# Exercise input:
━━━━━━━━━━

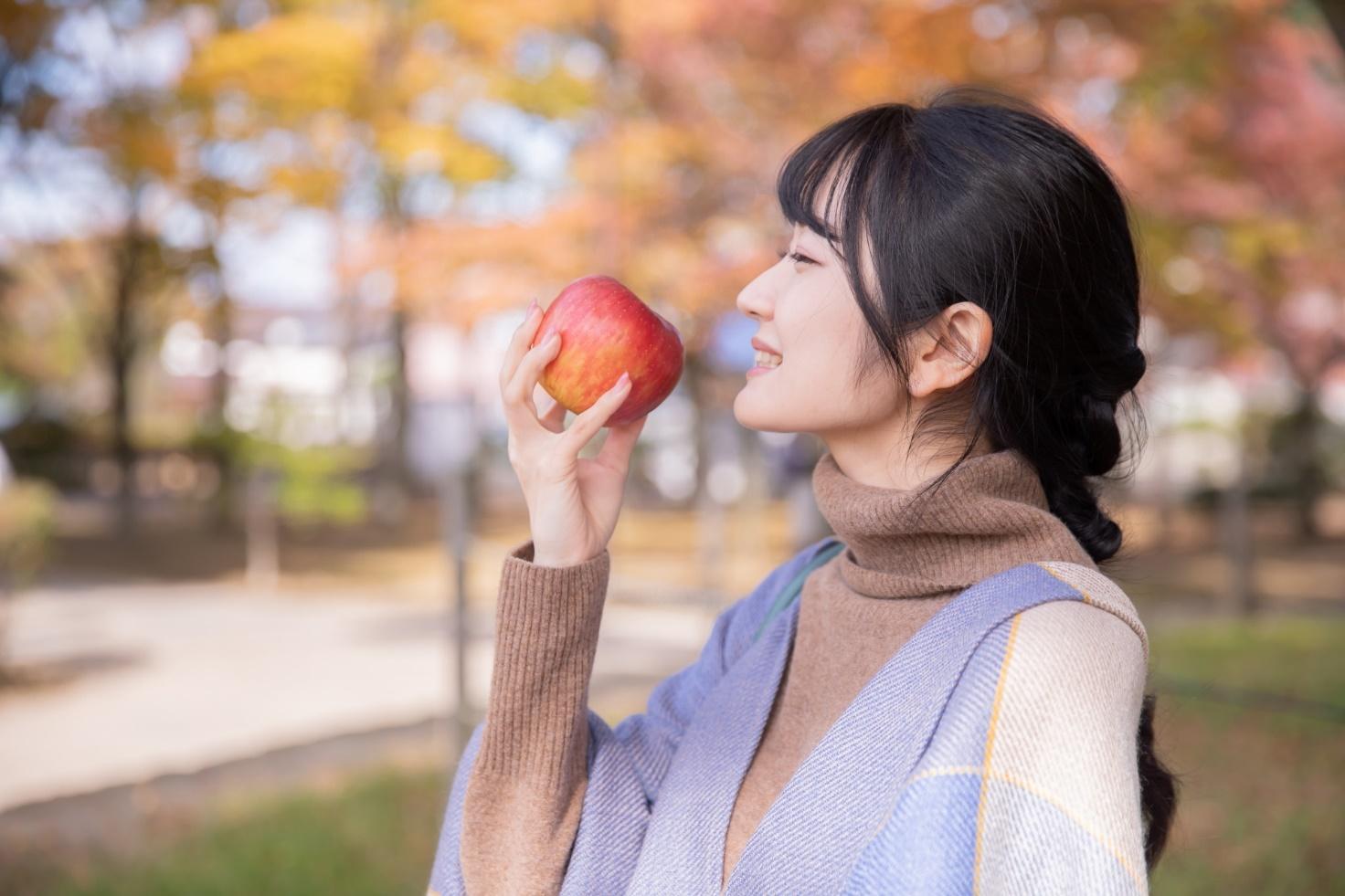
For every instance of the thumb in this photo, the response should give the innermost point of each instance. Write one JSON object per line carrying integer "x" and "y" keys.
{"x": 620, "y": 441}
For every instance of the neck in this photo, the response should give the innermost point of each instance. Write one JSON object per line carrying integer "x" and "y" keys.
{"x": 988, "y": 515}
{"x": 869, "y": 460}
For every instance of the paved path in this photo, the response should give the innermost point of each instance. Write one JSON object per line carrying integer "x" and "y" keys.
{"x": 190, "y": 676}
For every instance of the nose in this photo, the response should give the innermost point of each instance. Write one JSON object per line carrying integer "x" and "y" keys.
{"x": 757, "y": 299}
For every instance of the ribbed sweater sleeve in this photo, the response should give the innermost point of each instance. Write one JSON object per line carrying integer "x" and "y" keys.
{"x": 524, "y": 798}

━━━━━━━━━━

# Task details:
Revise the lines above so that each occurrence of "innermost point" reads "center point" and everything else stays unchanged. Leave the pictures out of your answer.

# Result for this task:
For every instance of the thumb in this photo, the response should give the center point of each instance. Write one JSON object per line carrying integer "x" and "y" keys.
{"x": 620, "y": 441}
For every instance of the neck in this photo, the response should give the center point of each instance. Write one JSON object per line carrying integer "x" and "y" keys.
{"x": 988, "y": 515}
{"x": 869, "y": 460}
For every instance of the paved path in this photo, the response should give the center point of each instance. Write one JSON object per line carrying integer "x" and "y" keys.
{"x": 190, "y": 676}
For every instance of the nose in this photo, the response should give the center point of each instance. Write one JSON object per line carrying integer "x" and "y" keys.
{"x": 757, "y": 299}
For every instance of the ribbed sweater sleeve in this photo, the response should give the center point of each instance. Write one JSON object per line carrying integer "x" and "y" keys.
{"x": 524, "y": 798}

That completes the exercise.